• Raw records:
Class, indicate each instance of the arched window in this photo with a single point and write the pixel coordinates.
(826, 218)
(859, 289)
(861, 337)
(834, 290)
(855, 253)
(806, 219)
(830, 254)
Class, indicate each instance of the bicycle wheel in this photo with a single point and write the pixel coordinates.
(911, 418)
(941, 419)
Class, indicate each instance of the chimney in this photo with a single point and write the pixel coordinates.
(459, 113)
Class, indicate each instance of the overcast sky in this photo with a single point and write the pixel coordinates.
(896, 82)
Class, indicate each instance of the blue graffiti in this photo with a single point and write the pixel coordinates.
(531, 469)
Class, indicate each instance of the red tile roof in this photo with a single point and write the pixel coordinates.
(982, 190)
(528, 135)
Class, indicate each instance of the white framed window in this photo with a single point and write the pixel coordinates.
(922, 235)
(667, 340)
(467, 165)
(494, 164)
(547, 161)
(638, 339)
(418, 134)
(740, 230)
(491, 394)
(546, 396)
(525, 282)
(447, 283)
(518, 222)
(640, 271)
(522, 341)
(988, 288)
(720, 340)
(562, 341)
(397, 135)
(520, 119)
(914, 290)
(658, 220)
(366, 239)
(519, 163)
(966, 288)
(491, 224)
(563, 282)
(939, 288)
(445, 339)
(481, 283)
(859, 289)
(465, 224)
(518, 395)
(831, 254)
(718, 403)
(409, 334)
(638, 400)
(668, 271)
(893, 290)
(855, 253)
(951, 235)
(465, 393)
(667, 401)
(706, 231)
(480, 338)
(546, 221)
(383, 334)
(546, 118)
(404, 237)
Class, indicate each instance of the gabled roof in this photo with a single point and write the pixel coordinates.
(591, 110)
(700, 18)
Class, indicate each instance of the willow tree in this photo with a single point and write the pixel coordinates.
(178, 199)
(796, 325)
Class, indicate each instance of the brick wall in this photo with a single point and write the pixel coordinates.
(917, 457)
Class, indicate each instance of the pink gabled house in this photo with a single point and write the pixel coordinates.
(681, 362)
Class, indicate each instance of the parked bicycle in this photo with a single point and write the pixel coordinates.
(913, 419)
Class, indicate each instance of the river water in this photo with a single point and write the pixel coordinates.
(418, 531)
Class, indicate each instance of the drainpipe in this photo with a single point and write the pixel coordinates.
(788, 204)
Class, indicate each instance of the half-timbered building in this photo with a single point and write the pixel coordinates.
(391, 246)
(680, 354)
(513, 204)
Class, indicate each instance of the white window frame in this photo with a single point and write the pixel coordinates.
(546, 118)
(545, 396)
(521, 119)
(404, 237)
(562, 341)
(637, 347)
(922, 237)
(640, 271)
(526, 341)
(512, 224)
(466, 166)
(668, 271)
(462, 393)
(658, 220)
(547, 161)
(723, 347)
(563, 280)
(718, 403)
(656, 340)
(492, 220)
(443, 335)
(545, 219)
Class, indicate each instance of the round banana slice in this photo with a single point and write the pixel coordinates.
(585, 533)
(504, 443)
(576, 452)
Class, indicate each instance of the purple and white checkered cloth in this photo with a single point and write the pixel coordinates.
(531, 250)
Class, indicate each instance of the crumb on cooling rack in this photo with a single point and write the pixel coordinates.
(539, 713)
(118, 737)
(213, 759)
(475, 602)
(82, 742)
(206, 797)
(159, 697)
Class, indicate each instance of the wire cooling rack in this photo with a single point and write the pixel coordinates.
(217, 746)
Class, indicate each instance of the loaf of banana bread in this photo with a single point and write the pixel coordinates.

• What is needed: Recast every line of the records above as a Markdown table with the columns "Number" and "Text", giving each line its own row and omitting blank lines.

• Expected answer:
| Number | Text |
|---|---|
| 1 | Class, indicate each instance of the arched window in this photo with a single point and write the pixel coordinates. |
| 2 | (826, 218) |
| 3 | (859, 289) |
| 4 | (861, 337) |
| 5 | (834, 290) |
| 6 | (855, 253) |
| 7 | (806, 219) |
| 8 | (830, 254) |
| 9 | Class, indicate each instance of the bicycle wheel in this photo with a single point and write the pixel coordinates. |
| 10 | (911, 418) |
| 11 | (941, 419) |
| 12 | Class, indicate each instance of the chimney in this photo with a single point and write the pixel coordinates. |
| 13 | (459, 113) |
| 14 | Class, indicate each instance of the overcast sky in this photo with a single point and write the pixel coordinates. |
| 15 | (896, 82) |
| 16 | Class, indicate each instance of the blue graffiti in this photo with a single point and write the pixel coordinates. |
| 17 | (531, 469) |
| 18 | Class, indicate each instance of the red tile roof in this photo with a single point and write the pixel coordinates. |
| 19 | (982, 190) |
| 20 | (528, 135) |
| 21 | Class, indicate each instance of the white framed window in this photo with a single point and write the pixel coordinates. |
| 22 | (922, 235) |
| 23 | (667, 340) |
| 24 | (467, 165) |
| 25 | (494, 164) |
| 26 | (547, 161) |
| 27 | (638, 339) |
| 28 | (418, 134) |
| 29 | (740, 230) |
| 30 | (491, 394) |
| 31 | (546, 396) |
| 32 | (525, 282) |
| 33 | (447, 283) |
| 34 | (518, 222) |
| 35 | (640, 271) |
| 36 | (522, 341) |
| 37 | (988, 288) |
| 38 | (720, 340) |
| 39 | (562, 341) |
| 40 | (397, 135) |
| 41 | (520, 119) |
| 42 | (914, 290) |
| 43 | (658, 220) |
| 44 | (366, 239) |
| 45 | (519, 163) |
| 46 | (966, 288) |
| 47 | (491, 224) |
| 48 | (563, 282) |
| 49 | (939, 288) |
| 50 | (445, 339) |
| 51 | (481, 283) |
| 52 | (859, 289) |
| 53 | (465, 224) |
| 54 | (518, 395) |
| 55 | (831, 254) |
| 56 | (718, 403) |
| 57 | (409, 334) |
| 58 | (638, 400) |
| 59 | (668, 271) |
| 60 | (893, 290) |
| 61 | (855, 253) |
| 62 | (951, 235) |
| 63 | (465, 393) |
| 64 | (667, 401) |
| 65 | (706, 231) |
| 66 | (480, 338) |
| 67 | (546, 221) |
| 68 | (383, 334) |
| 69 | (546, 118) |
| 70 | (404, 237) |
| 71 | Class, indicate each instance of the gabled roof in this photo with a single point and write the pixel coordinates. |
| 72 | (591, 110) |
| 73 | (700, 18) |
| 74 | Class, indicate each instance of the willow tree in this photo with a single point and write the pixel coordinates. |
| 75 | (178, 199) |
| 76 | (796, 325) |
| 77 | Class, indicate each instance of the brick wall in this photo with a single point and write the pixel coordinates. |
| 78 | (917, 457) |
| 79 | Class, indicate each instance of the pink gabled house in this photo with a single point and write the pixel coordinates. |
| 80 | (681, 362) |
| 81 | Class, indicate each instance of the parked bicycle in this photo with a single point and write the pixel coordinates. |
| 82 | (913, 419) |
| 83 | Class, indicate each instance of the river water in this photo with a single point and write the pixel coordinates. |
| 84 | (418, 531) |
| 85 | Class, indicate each instance of the drainpipe in this photo with a single point and write the pixel coordinates. |
| 86 | (788, 204) |
| 87 | Class, indicate each instance of the half-timbered building in this photo with a single point and write the pixel coordinates. |
| 88 | (391, 246) |
| 89 | (680, 354) |
| 90 | (513, 204) |
| 91 | Class, indicate each instance of the white window frame in this photo with a single point and write the pixel coordinates. |
| 92 | (546, 118) |
| 93 | (545, 396) |
| 94 | (521, 119) |
| 95 | (404, 237) |
| 96 | (562, 341) |
| 97 | (637, 347) |
| 98 | (922, 237) |
| 99 | (640, 271) |
| 100 | (526, 341) |
| 101 | (512, 224) |
| 102 | (466, 166) |
| 103 | (668, 271) |
| 104 | (462, 393) |
| 105 | (658, 220) |
| 106 | (547, 161) |
| 107 | (723, 347) |
| 108 | (563, 280) |
| 109 | (718, 403) |
| 110 | (656, 340) |
| 111 | (492, 220) |
| 112 | (443, 335) |
| 113 | (545, 219) |
| 114 | Class, indicate each instance of the round banana slice in this photo with a single point and write the pixel coordinates. |
| 115 | (585, 533) |
| 116 | (504, 443) |
| 117 | (576, 452) |
| 118 | Class, indicate each instance of the purple and white checkered cloth in this photo with a single point and write the pixel coordinates. |
| 119 | (531, 250) |
| 120 | Class, indicate each instance of the crumb on cooling rack in this photo with a single point and write the pixel coordinates. |
| 121 | (539, 713) |
| 122 | (118, 737) |
| 123 | (213, 759) |
| 124 | (475, 602) |
| 125 | (82, 742) |
| 126 | (206, 797) |
| 127 | (159, 697) |
| 128 | Class, indicate each instance of the wire cooling rack in this photo with a single point and write the pixel coordinates. |
| 129 | (217, 746) |
| 130 | Class, indicate each instance of the loaf of banana bread in this photo with a single point and write the pixel coordinates. |